TASK SET:
a. Scale the records from the line containing "Isolate any visible tree branch." down through the end of the records, both ends included. Write every one of those lines out again, requests included, with each box coordinate in the answers multiplied by 0.5 and rounded to a whole number, halves rounded up, and give only those lines.
b. Continue the page about the SiteParser tool from where it stops.

SOURCE EXTRACT:
..........
Skip to content

SiteParser

gheitmann edited this page Jan 14, 2024 · 3 revisions

Table of Contents

Introduction

The SiteParser is a tool that can be used for creating the necessary configuration parameters to add to the OnlineVideoSites.xml

You can start the siteparser by clicking this CreateSite button in the Online Videos Configuration, Sites-Tab Or start the program "Onlinevideos.SiteCreator" in the Mediaportal Installation directory

Description

A website in OnlineVideos consists of Categories, optional Subcategories, and Videolists. For each of these, the way of getting the correct information into OnlineVideos must be configured. Therefore, on the main screen, there are sections on which to create/test their configuration settings.

First of all, and the most important one is the baseurl: That must be the URL that holds the categories you want to have in the OnlineVideos. Most of the time, this is the URL you type in your browser if you want to watch videos. However, sometimes this is buried a little deeper, and you have to use some other means to get that URL. To find the base URL you could use “Page Source”, normally in the “View” menu of your browser, or more advanced tools like Fiddler2. Fiddler2 is a free debugging program that logs all the HTTP traffic and allows identification of any unseen page calls.

Once you have put the baseurl in its place, you are ready to find the categories. Click the "Create Regex" button in the Categories section explanation, and start creating the Regex for it. When creating a Regex you search for a line in the html code from the baseurl that contains the item your looking for, in this case the ‘categories’. You then copy the full line into the editing box and substitute the item your looking for with the code from the dropdown list provided. You can then check the result by pressing the "TestIntersect " button. You can remove excess html by using the “skip to char” substitution. The video provides a good example of this process. Once complete, click on the "GetCats" button, and you'll see a "+" appearing at the right side (just left of "-site"). You can also add static categories by clicking the "Static Categories" button.
..........
RECORDS FOR THE EXERCISE:
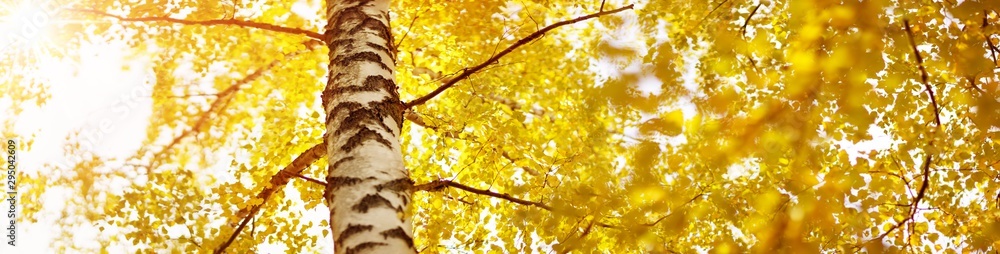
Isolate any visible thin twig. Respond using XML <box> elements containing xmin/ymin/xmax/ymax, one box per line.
<box><xmin>740</xmin><ymin>3</ymin><xmax>764</xmax><ymax>36</ymax></box>
<box><xmin>405</xmin><ymin>4</ymin><xmax>633</xmax><ymax>109</ymax></box>
<box><xmin>903</xmin><ymin>19</ymin><xmax>941</xmax><ymax>127</ymax></box>
<box><xmin>413</xmin><ymin>179</ymin><xmax>552</xmax><ymax>211</ymax></box>
<box><xmin>983</xmin><ymin>34</ymin><xmax>1000</xmax><ymax>65</ymax></box>
<box><xmin>642</xmin><ymin>193</ymin><xmax>705</xmax><ymax>227</ymax></box>
<box><xmin>69</xmin><ymin>8</ymin><xmax>323</xmax><ymax>41</ymax></box>
<box><xmin>695</xmin><ymin>0</ymin><xmax>729</xmax><ymax>27</ymax></box>
<box><xmin>215</xmin><ymin>143</ymin><xmax>326</xmax><ymax>254</ymax></box>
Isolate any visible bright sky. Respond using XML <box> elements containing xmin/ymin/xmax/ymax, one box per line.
<box><xmin>0</xmin><ymin>0</ymin><xmax>944</xmax><ymax>253</ymax></box>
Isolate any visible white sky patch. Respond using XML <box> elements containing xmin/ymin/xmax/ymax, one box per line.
<box><xmin>833</xmin><ymin>124</ymin><xmax>900</xmax><ymax>166</ymax></box>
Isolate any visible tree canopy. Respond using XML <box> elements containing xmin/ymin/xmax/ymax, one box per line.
<box><xmin>0</xmin><ymin>0</ymin><xmax>1000</xmax><ymax>253</ymax></box>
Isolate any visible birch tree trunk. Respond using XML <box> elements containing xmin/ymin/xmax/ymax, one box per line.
<box><xmin>323</xmin><ymin>0</ymin><xmax>416</xmax><ymax>254</ymax></box>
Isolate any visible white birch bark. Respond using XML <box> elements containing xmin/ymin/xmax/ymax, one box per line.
<box><xmin>323</xmin><ymin>0</ymin><xmax>416</xmax><ymax>254</ymax></box>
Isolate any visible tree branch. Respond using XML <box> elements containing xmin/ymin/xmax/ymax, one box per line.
<box><xmin>69</xmin><ymin>8</ymin><xmax>323</xmax><ymax>41</ymax></box>
<box><xmin>740</xmin><ymin>2</ymin><xmax>764</xmax><ymax>36</ymax></box>
<box><xmin>903</xmin><ymin>19</ymin><xmax>941</xmax><ymax>127</ymax></box>
<box><xmin>215</xmin><ymin>143</ymin><xmax>326</xmax><ymax>254</ymax></box>
<box><xmin>412</xmin><ymin>179</ymin><xmax>552</xmax><ymax>211</ymax></box>
<box><xmin>642</xmin><ymin>193</ymin><xmax>705</xmax><ymax>227</ymax></box>
<box><xmin>147</xmin><ymin>41</ymin><xmax>320</xmax><ymax>169</ymax></box>
<box><xmin>405</xmin><ymin>4</ymin><xmax>633</xmax><ymax>109</ymax></box>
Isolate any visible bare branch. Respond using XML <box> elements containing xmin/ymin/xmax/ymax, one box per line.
..........
ANSWERS PROVIDED:
a.
Isolate any visible tree branch. Respond using XML <box> elements containing xmin/ymin/xmax/ymax, one box per line.
<box><xmin>35</xmin><ymin>4</ymin><xmax>162</xmax><ymax>21</ymax></box>
<box><xmin>370</xmin><ymin>1</ymin><xmax>382</xmax><ymax>18</ymax></box>
<box><xmin>452</xmin><ymin>10</ymin><xmax>471</xmax><ymax>64</ymax></box>
<box><xmin>108</xmin><ymin>72</ymin><xmax>163</xmax><ymax>127</ymax></box>
<box><xmin>206</xmin><ymin>90</ymin><xmax>276</xmax><ymax>106</ymax></box>
<box><xmin>321</xmin><ymin>97</ymin><xmax>353</xmax><ymax>114</ymax></box>
<box><xmin>74</xmin><ymin>21</ymin><xmax>160</xmax><ymax>85</ymax></box>
<box><xmin>203</xmin><ymin>2</ymin><xmax>317</xmax><ymax>55</ymax></box>
Isolate any visible bare branch. Respond using XML <box> elements containing xmin/ymin/xmax/ymax, one box per line.

b.
Expand that "+", and select some categories and see if the results at the bottom of the screen are satisfactory. If not, you can change the URL-format, and enable URL-decoding if necessary. After changing those, you need to click on "GetCats" to see the updated results.

After the categories are correctly configured, you can do the same for subcategories if present. If not, go to the "VideoList". For static categeories, you can also add static subcategories by clicking the "Static Subcategories" button.

VideoList: Under site (at the right side) you have to select a Category or Subcategory. Then create the regex for the videos.

When that one is created click on the "GetVideoList", and you'll see a "+" appearing at the right side, just left of the category/subcategory selected.

VideoUrl: This is a 3-step process:

1: "GetVideoUrl" here you can transform the url from the VideoList to a more suitable string (not necessary a valid url) e.g. extract the id from the url Explanation of dropdownlist items

2: "GetPlayListUrl" to be documented

3: "GetFileUrl" here you can parse the html-result of the previous steps to extract the final url. Explanation of dropdownlist items In that case you can specify the Formatted name at FileUrlNameFormatString. Also you can enable parsing redirected urls with getRedirectedFileUrl, and fill in data to put in a http-POST message (in fileUrlPostString)

4: "Result" a list of the final urls found. Next to it is a "play" button, which opens the selected url in Windows Media Player. Right-click on that button will give more options, like "copy to clipboard" and "check if url is valid"

Cookies

If a website require static cookies, you can enter these in the "Cookies" box. The format is <name>=<value>, and if multiple cookies are required, enter each on a separate line

Force Utf8 Encoding

Check this if a website's html isn't recognized as having UTF8 Encoding.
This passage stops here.